* What to do
Rewrite the portion of the material running from its start through the line containing "Segment each instance of the blue sky.", replacing "layout" with "format" and leaving everything else unchanged.

Labeled region material:
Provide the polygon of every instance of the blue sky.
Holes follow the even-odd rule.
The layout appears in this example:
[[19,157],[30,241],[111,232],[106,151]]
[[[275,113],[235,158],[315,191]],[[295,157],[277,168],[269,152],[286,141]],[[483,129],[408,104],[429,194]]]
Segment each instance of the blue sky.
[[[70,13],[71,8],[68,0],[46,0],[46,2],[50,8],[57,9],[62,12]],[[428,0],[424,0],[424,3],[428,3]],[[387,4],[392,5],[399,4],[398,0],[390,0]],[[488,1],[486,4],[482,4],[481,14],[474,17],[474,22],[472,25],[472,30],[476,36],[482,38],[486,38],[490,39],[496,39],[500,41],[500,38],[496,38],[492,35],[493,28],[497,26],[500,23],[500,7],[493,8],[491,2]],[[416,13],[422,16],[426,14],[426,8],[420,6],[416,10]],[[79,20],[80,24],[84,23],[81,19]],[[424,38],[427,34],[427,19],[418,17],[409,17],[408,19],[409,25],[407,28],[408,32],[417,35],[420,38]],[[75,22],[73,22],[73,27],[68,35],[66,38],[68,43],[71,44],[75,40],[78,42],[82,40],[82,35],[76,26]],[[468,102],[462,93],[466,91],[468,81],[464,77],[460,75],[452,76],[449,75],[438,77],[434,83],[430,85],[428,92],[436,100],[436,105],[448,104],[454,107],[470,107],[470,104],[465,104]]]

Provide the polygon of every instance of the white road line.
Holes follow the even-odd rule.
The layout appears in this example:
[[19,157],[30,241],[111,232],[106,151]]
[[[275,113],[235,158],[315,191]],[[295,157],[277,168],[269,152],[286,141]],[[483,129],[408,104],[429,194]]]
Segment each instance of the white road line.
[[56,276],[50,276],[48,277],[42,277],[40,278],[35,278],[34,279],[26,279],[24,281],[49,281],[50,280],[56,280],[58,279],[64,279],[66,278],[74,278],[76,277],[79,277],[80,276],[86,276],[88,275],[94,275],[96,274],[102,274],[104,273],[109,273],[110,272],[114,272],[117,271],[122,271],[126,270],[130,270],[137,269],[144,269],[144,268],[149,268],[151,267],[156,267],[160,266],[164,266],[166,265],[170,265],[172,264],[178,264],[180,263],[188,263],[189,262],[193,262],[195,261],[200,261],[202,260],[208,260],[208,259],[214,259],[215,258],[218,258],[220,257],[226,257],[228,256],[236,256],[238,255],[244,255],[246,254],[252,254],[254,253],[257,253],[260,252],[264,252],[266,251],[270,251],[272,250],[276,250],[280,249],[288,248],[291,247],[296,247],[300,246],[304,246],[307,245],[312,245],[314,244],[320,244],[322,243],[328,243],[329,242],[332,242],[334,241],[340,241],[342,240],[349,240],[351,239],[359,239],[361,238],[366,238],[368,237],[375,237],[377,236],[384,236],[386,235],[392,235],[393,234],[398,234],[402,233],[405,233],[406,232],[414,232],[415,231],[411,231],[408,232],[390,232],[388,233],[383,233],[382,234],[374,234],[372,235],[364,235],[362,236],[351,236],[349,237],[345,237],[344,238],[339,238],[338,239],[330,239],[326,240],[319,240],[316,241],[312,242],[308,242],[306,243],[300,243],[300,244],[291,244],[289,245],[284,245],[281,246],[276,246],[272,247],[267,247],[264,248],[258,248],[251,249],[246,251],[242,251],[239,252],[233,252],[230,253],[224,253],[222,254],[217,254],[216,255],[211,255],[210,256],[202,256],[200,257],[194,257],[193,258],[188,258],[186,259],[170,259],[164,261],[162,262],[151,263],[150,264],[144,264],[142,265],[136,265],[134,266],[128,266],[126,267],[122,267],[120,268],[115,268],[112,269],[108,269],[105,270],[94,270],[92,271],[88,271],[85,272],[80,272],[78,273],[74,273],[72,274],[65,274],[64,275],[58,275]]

* The output
Provide the polygon of every instance of the blue sky.
Holes follow the even-odd rule.
The format appears in this example:
[[19,157],[30,241],[111,232],[106,151]]
[[[275,113],[235,158],[315,191]],[[295,157],[277,168],[269,152],[286,141]],[[483,129],[408,104],[429,194]]]
Segment each instance of the blue sky.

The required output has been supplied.